*To do*
Retype all of the records below line for line, with nothing changed.

— begin Data provided —

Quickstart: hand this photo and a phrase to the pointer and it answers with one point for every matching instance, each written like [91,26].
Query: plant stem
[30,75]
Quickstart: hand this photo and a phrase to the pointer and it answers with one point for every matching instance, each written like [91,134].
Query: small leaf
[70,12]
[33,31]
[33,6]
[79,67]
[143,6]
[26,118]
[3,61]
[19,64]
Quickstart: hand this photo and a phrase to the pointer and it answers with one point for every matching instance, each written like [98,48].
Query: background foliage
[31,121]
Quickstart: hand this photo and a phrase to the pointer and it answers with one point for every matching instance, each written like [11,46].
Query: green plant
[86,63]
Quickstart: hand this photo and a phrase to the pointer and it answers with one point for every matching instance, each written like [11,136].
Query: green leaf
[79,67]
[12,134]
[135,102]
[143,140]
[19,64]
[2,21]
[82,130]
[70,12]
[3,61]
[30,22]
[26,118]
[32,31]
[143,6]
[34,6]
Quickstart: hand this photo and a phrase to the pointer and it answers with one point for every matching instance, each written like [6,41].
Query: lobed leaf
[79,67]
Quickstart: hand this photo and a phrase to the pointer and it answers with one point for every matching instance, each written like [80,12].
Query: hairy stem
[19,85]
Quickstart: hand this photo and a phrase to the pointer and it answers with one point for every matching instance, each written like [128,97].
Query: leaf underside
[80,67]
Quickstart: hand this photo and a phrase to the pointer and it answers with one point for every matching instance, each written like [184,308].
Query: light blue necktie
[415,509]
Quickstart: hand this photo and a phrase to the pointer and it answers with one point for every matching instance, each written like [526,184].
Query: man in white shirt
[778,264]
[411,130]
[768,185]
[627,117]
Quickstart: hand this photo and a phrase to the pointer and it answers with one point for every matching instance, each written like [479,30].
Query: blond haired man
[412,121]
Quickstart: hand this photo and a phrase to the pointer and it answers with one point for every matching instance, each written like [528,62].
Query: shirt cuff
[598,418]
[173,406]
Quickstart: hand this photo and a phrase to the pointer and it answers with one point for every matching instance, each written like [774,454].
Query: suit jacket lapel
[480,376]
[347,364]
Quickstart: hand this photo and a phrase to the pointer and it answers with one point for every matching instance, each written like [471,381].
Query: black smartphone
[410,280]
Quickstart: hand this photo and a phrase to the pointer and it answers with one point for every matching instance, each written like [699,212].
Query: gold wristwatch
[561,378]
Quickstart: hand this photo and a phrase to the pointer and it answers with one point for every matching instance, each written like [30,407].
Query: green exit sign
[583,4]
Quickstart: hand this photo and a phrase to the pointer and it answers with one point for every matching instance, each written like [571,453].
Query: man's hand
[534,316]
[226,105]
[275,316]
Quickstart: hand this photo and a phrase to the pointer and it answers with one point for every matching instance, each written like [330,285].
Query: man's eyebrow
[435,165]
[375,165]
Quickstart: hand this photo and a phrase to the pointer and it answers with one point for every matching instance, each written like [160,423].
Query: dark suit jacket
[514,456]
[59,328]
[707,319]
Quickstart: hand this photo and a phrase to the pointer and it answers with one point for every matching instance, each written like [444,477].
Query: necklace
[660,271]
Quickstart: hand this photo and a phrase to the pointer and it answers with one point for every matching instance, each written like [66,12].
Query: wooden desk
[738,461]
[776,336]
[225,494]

— end Data provided —

*Task response*
Quickstart: hand this photo and a phrase to the pointer and it answers with one point for every matching instance, each written like [91,26].
Query: plant stem
[30,75]
Quickstart: hand this photo and a phrase to the pointer and it answers with one point for every matching instance, each written like [91,134].
Query: small leaf
[70,12]
[33,31]
[33,6]
[79,67]
[143,6]
[26,118]
[3,61]
[19,64]
Quickstart: hand this photo and a phrase to the pointer and it answers with one point for every matching instance, each written like [98,48].
Query: background foliage
[31,121]
Quickstart: hand this photo and a phrase to the pointer and it answers with one point for every matching instance, each written like [11,46].
Query: green plant
[86,63]
Quickstart: hand this photo and a phrase to the pointer and it answers with one point for every matching instance, each written like [11,136].
Query: green leaf
[79,67]
[12,134]
[135,102]
[143,140]
[19,64]
[2,21]
[82,130]
[70,12]
[3,61]
[30,22]
[26,118]
[32,31]
[143,6]
[34,6]
Quickstart: hand this photo and a phrase to the pointer and it answers with one point for every matching instance, each written like [6,41].
Query: lobed leaf
[79,67]
Quickstart: hand this photo and a phrase to the pointer and it answers with one point for every matching instance, each written like [80,12].
Query: hairy stem
[19,85]
Quickstart: hand this photo and a phrase to the pointer and it answers with one point for every matching instance, each written like [128,97].
Query: leaf underside
[80,67]
Quickstart: hand this photo and a phrase to the pointer and it answers with one point for every matching instance, each written like [184,308].
Query: light blue necktie
[415,509]
Quickstart: hand this photo and a phrase to the pointer and it answers with one point for every matching instance, each written like [526,184].
Query: man in white shirt
[778,264]
[411,130]
[768,185]
[627,117]
Quickstart: hand this photo and a phrase to the pointer and it answers with one point for every matching instance, each written like [479,30].
Query: blond haired man
[412,121]
Quickstart: hand this photo and a phrase to the pointer and it answers with one point for every matching instance, each written like [528,62].
Query: shirt cuff
[598,418]
[173,406]
Quickstart: hand this photo and a phrase to the pointer and it answers with one point for every matching instance, each written like [774,454].
Query: suit jacket lapel
[480,376]
[347,364]
Quickstart: hand this photo and a phrase to the pointer and it answers with one point for every matching instance, each written like [471,381].
Query: black smartphone
[410,280]
Quickstart: hand this photo and a phrase to the pointer and it answers with one point for every matching instance, each written like [699,212].
Query: gold wristwatch
[561,378]
Quickstart: hand this photo and a phrase to the pointer and it answers with one point for every matching instance, each written like [30,407].
Query: green exit sign
[583,4]
Quickstart: hand this photo and a phrase to the pointer and it answers with one point for every matching instance, each written like [571,453].
Query: man's hand
[534,316]
[226,105]
[275,316]
Quickstart: hand this photo and a phrase to the pointer and it answers with one point for every matching instance, each written like [330,285].
Query: man's eyebrow
[435,165]
[375,165]
Quickstart: hand this photo and a phrase to the pointer and it answers with one point for every matching instance, each written like [160,423].
Query: dark suit jacket
[514,456]
[59,328]
[707,319]
Quickstart: hand this photo and a phrase to the pointer and it answers with one point for every matching instance, each written like [444,477].
Query: necklace
[660,271]
Quickstart: hand this photo and a phrase to the pointer and it answers with one point for every matching instance, each written like [66,12].
Query: wooden desk
[738,461]
[776,336]
[225,494]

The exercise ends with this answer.